- **AVAILABLE RECORDS**
-=-=-

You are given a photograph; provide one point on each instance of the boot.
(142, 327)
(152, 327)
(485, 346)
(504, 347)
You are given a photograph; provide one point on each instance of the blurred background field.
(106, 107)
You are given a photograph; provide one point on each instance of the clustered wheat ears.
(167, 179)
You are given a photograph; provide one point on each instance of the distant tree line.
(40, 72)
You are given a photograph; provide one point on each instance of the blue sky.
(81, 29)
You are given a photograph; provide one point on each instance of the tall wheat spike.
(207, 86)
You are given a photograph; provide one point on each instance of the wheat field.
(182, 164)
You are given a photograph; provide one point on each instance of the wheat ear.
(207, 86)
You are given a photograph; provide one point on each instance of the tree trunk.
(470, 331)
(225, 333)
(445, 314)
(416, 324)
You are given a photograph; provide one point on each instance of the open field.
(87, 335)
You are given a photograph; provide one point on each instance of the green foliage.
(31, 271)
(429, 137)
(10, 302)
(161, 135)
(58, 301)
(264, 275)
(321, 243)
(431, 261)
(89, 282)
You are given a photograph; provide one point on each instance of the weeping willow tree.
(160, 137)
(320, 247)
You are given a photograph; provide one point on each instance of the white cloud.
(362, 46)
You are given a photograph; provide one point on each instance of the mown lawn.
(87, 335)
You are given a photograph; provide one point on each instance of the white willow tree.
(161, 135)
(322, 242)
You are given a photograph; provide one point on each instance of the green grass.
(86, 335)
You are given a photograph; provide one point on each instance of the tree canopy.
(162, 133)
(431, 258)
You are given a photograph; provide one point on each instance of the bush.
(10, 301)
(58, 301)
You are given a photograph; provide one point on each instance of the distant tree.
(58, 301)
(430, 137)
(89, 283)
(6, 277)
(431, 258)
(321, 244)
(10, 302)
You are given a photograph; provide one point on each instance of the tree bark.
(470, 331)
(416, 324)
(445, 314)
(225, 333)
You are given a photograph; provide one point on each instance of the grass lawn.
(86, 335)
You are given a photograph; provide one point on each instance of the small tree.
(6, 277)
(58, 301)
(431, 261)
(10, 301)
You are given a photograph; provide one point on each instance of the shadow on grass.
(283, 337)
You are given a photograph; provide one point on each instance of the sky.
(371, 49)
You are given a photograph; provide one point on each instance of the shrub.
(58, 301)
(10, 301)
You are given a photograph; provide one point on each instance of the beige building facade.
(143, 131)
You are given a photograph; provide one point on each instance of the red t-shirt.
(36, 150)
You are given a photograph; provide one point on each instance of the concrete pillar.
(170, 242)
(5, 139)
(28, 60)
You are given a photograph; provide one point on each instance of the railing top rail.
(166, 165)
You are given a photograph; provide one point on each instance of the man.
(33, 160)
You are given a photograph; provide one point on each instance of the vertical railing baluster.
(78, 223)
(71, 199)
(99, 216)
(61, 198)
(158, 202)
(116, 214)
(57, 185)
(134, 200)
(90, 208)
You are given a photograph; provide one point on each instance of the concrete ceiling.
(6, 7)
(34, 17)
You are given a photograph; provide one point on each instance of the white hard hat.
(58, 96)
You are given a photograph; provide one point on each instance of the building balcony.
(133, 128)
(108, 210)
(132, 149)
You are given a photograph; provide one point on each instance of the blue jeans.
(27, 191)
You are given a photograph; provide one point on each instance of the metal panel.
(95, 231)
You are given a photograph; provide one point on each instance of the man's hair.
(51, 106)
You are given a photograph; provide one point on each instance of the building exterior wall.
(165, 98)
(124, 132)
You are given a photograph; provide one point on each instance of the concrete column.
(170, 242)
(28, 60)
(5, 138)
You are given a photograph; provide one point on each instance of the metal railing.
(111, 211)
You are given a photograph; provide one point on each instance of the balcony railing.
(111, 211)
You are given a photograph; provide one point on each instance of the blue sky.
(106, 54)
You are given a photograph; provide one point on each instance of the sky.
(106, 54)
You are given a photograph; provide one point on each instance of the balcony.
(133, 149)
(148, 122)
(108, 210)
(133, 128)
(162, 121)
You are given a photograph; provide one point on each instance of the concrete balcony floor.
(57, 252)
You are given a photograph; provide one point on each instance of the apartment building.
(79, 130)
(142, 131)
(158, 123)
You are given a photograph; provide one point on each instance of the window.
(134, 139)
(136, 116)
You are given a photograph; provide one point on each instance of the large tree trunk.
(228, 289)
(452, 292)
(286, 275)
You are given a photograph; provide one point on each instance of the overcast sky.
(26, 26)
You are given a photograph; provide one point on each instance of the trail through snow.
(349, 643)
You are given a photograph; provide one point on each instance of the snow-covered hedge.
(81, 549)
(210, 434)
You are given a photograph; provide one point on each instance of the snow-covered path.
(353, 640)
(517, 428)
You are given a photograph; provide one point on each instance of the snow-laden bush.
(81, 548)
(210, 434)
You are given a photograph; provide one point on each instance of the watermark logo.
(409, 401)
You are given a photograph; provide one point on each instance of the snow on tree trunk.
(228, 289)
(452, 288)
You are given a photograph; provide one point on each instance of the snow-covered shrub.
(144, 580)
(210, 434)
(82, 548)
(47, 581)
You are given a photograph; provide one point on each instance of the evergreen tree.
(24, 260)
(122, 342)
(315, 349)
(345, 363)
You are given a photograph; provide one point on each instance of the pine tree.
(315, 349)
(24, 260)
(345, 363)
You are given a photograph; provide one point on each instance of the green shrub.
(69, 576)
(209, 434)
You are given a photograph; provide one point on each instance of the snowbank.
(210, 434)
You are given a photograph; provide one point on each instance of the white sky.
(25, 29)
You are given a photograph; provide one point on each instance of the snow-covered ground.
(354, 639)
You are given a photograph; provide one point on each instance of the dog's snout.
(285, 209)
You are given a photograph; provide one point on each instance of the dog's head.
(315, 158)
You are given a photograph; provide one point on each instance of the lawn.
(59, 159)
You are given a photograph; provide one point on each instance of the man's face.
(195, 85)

-=-=-

Reproduce all of the records above word for word, keeping every line and its order unchanged.

You are given a photograph; provide one point on each instance of the boot.
(142, 327)
(152, 327)
(485, 346)
(504, 347)
You are given a photograph; provide one point on each instance of the blurred background field.
(106, 107)
You are given a photograph; provide one point on each instance of the clustered wheat ears.
(167, 179)
You are given a photograph; provide one point on each instance of the distant tree line.
(40, 72)
You are given a photograph; provide one point on each instance of the blue sky.
(81, 29)
You are given a photograph; provide one point on each instance of the tall wheat spike.
(207, 86)
You are given a photograph; provide one point on each instance of the wheat field.
(182, 164)
You are given a photograph; provide one point on each instance of the wheat ear.
(207, 86)
You are given a photograph; provide one point on each instance of the tree trunk.
(470, 331)
(225, 333)
(445, 314)
(416, 324)
You are given a photograph; provide one point on each instance of the open field.
(87, 335)
You are given a photograph; provide one point on each instance of the green foliage.
(31, 271)
(429, 137)
(10, 302)
(161, 135)
(58, 301)
(264, 275)
(321, 243)
(431, 261)
(89, 282)
You are given a photograph; provide one point on each instance of the weeping willow tree.
(160, 137)
(320, 247)
You are given a photograph; provide one point on each instance of the white cloud.
(362, 46)
You are given a photograph; provide one point on each instance of the mown lawn.
(87, 335)
You are given a photograph; provide one point on each instance of the white willow tree.
(161, 135)
(322, 242)
You are given a photograph; provide one point on each instance of the green grass.
(86, 335)
You are given a photograph; provide one point on each instance of the tree canopy.
(162, 133)
(431, 258)
You are given a photograph; provide one point on each instance of the bush.
(10, 301)
(58, 301)
You are given a photograph; provide one point on each instance of the distant tree.
(58, 301)
(430, 137)
(89, 283)
(6, 277)
(431, 258)
(321, 244)
(10, 302)
You are given a photograph; provide one point on each instance of the tree bark.
(470, 331)
(416, 324)
(445, 314)
(225, 333)
You are given a photograph; provide one point on each instance of the grass lawn.
(86, 335)
You are given a photograph; provide one point on each instance of the small tree.
(6, 277)
(58, 301)
(431, 261)
(10, 301)
You are given a photograph; provide one point on each instance of the shadow on grass.
(283, 337)
You are given a photograph; provide one point on each instance of the sky.
(371, 49)
You are given a photograph; provide one point on each instance of the shrub.
(58, 301)
(10, 301)
You are given a photograph; provide one point on each instance of the beige building facade.
(143, 131)
You are given a photograph; provide one point on each instance of the red t-shirt.
(36, 150)
You are given a photograph; provide one point on each instance of the concrete pillar.
(170, 242)
(5, 139)
(28, 60)
You are given a photograph; provide one point on each instance of the railing top rail.
(166, 165)
You are given a photograph; provide one point on each instance of the man.
(33, 160)
You are given a photograph; provide one point on each instance of the vertical railing baluster.
(78, 223)
(71, 199)
(99, 216)
(61, 198)
(158, 202)
(116, 214)
(57, 185)
(134, 200)
(90, 208)
You are given a photograph; provide one point on each instance of the concrete ceiling.
(6, 7)
(34, 17)
You are given a photograph; provide one point on each instance of the white hard hat.
(58, 96)
You are given a photograph; provide one point on each instance of the building balcony.
(133, 128)
(108, 210)
(132, 149)
You are given a photograph; provide one point on each instance of the blue jeans.
(27, 191)
You are given a photograph; provide one point on each instance of the metal panel.
(95, 231)
You are given a photograph; provide one point on each instance of the man's hair.
(51, 106)
You are given a photograph; provide one point on each instance of the building exterior wall.
(165, 98)
(124, 132)
You are given a photograph; provide one point on each instance of the concrete column.
(170, 242)
(28, 60)
(5, 138)
You are given a photograph; provide one point on each instance of the metal railing.
(111, 211)
You are given a photograph; provide one point on each instance of the balcony railing.
(111, 211)
You are given a photograph; provide one point on each instance of the blue sky.
(106, 54)
You are given a photograph; provide one point on each instance of the sky.
(106, 54)
You are given a photograph; provide one point on each instance of the balcony.
(133, 149)
(148, 122)
(108, 210)
(133, 128)
(162, 121)
You are given a photograph; provide one point on each instance of the concrete balcony floor.
(57, 252)
You are given a photograph; provide one point on each instance of the apartment building.
(79, 130)
(142, 131)
(158, 123)
You are given a photograph; provide one point on each instance of the window.
(134, 139)
(136, 116)
You are given a photograph; provide one point on each instance of the large tree trunk.
(228, 289)
(452, 292)
(286, 275)
You are given a photograph; provide one point on each instance of the overcast sky.
(26, 26)
You are given a photograph; provide one point on each instance of the trail through snow.
(349, 643)
You are given a photograph; provide one point on each instance of the snow-covered hedge.
(81, 549)
(210, 434)
You are given a photograph; provide one point on each instance of the snow-covered path.
(353, 640)
(517, 428)
You are given a photograph; provide one point on each instance of the snow-laden bush.
(81, 548)
(210, 434)
You are given a photograph; provide one point on each instance of the watermark logo.
(409, 401)
You are given a photograph; provide one point on each instance of the snow on tree trunk.
(228, 289)
(452, 288)
You are given a photograph; provide one point on each instance of the snow-covered shrub.
(144, 580)
(210, 434)
(82, 548)
(47, 581)
You are given a photograph; provide one point on each instance of the evergreen tree.
(24, 260)
(122, 342)
(315, 349)
(345, 363)
You are given a photograph; provide one point on each instance of the pine tree.
(315, 349)
(24, 260)
(345, 363)
You are given a photograph; provide one point on each instance of the green shrub.
(69, 576)
(209, 434)
You are given a photograph; provide one point on each instance of the snowbank.
(210, 434)
You are given a photograph; provide one point on each instance of the white sky.
(25, 29)
You are given a photograph; provide one point on each instance of the snow-covered ground.
(354, 639)
You are given a photograph; provide one point on each instance of the dog's snout.
(285, 209)
You are given a photograph; provide one point on each instance of the dog's head.
(315, 158)
You are given a photograph; provide one point on each instance of the lawn.
(59, 159)
You are given a photograph; provide one point on each instance of the man's face.
(195, 85)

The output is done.